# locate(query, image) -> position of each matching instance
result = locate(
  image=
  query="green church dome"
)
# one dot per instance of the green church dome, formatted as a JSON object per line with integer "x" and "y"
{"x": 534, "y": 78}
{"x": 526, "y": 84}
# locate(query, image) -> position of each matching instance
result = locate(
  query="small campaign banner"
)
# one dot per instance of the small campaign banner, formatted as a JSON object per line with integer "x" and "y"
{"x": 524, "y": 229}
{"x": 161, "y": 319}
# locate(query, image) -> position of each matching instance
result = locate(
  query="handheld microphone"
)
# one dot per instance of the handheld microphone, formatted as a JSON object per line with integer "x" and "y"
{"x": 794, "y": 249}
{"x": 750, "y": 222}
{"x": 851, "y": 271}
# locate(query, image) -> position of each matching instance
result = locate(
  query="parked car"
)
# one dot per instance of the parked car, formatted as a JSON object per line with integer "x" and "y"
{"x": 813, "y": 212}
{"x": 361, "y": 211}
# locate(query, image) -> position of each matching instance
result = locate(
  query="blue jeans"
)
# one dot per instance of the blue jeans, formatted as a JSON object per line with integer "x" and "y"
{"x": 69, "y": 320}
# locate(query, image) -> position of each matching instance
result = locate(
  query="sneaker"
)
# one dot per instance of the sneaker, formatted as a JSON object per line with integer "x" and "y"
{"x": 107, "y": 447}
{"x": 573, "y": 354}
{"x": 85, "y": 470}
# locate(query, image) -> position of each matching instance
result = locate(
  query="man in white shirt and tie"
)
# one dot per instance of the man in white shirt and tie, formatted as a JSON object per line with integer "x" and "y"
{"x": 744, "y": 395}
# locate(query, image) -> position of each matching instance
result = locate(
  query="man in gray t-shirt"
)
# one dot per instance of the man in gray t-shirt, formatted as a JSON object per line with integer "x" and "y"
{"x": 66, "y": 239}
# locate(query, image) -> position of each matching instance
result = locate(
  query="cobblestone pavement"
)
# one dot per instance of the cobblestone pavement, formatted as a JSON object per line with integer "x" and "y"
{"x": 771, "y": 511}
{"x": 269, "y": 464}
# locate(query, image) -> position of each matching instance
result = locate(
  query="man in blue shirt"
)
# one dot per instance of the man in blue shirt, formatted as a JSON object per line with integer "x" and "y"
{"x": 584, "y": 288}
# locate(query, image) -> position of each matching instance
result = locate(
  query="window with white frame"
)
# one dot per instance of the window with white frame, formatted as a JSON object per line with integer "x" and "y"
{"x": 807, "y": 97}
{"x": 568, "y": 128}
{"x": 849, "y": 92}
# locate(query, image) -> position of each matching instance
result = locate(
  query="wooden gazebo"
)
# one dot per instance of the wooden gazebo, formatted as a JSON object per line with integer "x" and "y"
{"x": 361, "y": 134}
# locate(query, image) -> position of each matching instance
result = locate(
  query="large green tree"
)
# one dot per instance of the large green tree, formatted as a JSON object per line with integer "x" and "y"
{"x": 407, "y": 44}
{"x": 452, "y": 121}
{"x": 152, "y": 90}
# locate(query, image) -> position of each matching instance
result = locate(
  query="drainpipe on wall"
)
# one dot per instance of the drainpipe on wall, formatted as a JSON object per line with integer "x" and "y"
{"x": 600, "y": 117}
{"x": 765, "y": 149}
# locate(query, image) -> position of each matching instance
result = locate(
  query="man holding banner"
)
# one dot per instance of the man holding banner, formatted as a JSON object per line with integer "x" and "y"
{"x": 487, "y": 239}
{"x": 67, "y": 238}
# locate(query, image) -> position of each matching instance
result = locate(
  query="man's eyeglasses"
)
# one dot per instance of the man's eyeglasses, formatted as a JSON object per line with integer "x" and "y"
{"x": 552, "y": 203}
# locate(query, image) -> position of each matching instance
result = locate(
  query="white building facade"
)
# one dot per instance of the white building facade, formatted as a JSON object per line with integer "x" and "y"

::::::::

** Exercise details **
Output the records exactly, including every line.

** Result for this task **
# locate(query, image) -> position of each matching instance
result = locate(
  image=
  query="green church dome"
)
# one dot per instance of the green church dome, formatted as a JSON object per line with integer "x" and "y"
{"x": 534, "y": 78}
{"x": 526, "y": 84}
# locate(query, image) -> position of each matching instance
result = locate(
  query="small campaign banner"
)
# one dot per instance of the small campaign banner, formatted as a JSON object per line with integer "x" and "y"
{"x": 524, "y": 229}
{"x": 161, "y": 319}
# locate(query, image) -> position of each matching instance
result = locate(
  query="handheld microphone"
)
# one dot per instance of the handheld microphone, formatted as a JSON object per line with integer "x" and "y"
{"x": 794, "y": 249}
{"x": 750, "y": 222}
{"x": 851, "y": 271}
# locate(query, image) -> position of each matching instance
result = locate(
  query="parked car"
)
# one dot per instance of the parked car, formatted as a JSON object per line with integer "x" and "y"
{"x": 813, "y": 212}
{"x": 361, "y": 211}
# locate(query, image) -> position of each matching instance
result = locate(
  query="blue jeans"
)
# one dot per instance of the blue jeans, formatted as a JSON object per line with integer "x" and "y"
{"x": 69, "y": 320}
# locate(query, image) -> position of each matching instance
result = locate(
  query="sneaker"
)
# one dot per instance of the sneaker, formatted as a JSON object per line with integer "x" and "y"
{"x": 107, "y": 447}
{"x": 573, "y": 354}
{"x": 85, "y": 470}
# locate(query, image) -> position of each matching instance
result = locate(
  query="man in white shirt and tie"
)
# one dot per instance of the man in white shirt and tie, formatted as a JSON object per line with integer "x" and "y"
{"x": 744, "y": 395}
# locate(query, image) -> position of each matching instance
result = locate(
  query="man in gray t-shirt"
)
# one dot per instance of the man in gray t-shirt, formatted as a JSON object per line with integer "x" and "y"
{"x": 66, "y": 239}
# locate(query, image) -> position of each matching instance
result = locate(
  query="cobblestone pavement"
)
# one dot per instance of the cobblestone pavement, formatted as a JSON object per line with integer "x" and "y"
{"x": 771, "y": 511}
{"x": 269, "y": 464}
# locate(query, image) -> position of each matching instance
result = locate(
  query="man in blue shirt"
)
# one dot per instance of the man in blue shirt, formatted as a JSON object per line with integer "x" and "y"
{"x": 584, "y": 288}
# locate(query, image) -> position of each matching instance
result = locate(
  query="window with white frame"
)
# one dot per instance of the window with white frame, formatted as a JSON object per line with integer "x" and "y"
{"x": 807, "y": 97}
{"x": 568, "y": 128}
{"x": 849, "y": 92}
# locate(query, image) -> position of each matching instance
result = locate(
  query="wooden gazebo"
)
# one dot per instance of the wooden gazebo, formatted as a JSON object per line with integer "x" and "y"
{"x": 361, "y": 134}
# locate(query, image) -> position of each matching instance
result = locate(
  query="large green tree"
)
# one dot per instance of the large green tree, formatted as a JSON object per line with integer "x" and "y"
{"x": 407, "y": 44}
{"x": 452, "y": 121}
{"x": 152, "y": 90}
# locate(query, image) -> position of each matching instance
result = locate(
  query="drainpipe on wall"
)
# one dot per instance of the drainpipe on wall, formatted as a JSON object per line with integer "x" and "y"
{"x": 600, "y": 117}
{"x": 765, "y": 149}
# locate(query, image) -> position of each matching instance
result = locate(
  query="man holding banner"
)
# one dot per instance of the man holding banner, formatted as a JSON object per line with integer "x" and "y"
{"x": 487, "y": 239}
{"x": 67, "y": 238}
# locate(query, image) -> position of each matching instance
result = locate(
  query="man's eyeglasses"
)
# one dot per instance of the man's eyeglasses, formatted as a JSON object per line with integer "x" and "y"
{"x": 552, "y": 203}
# locate(query, image) -> position of each matching instance
result = locate(
  query="white building facade"
)
# one dot per instance of the white building facade, formatted as a JSON object per line with integer "x" and "y"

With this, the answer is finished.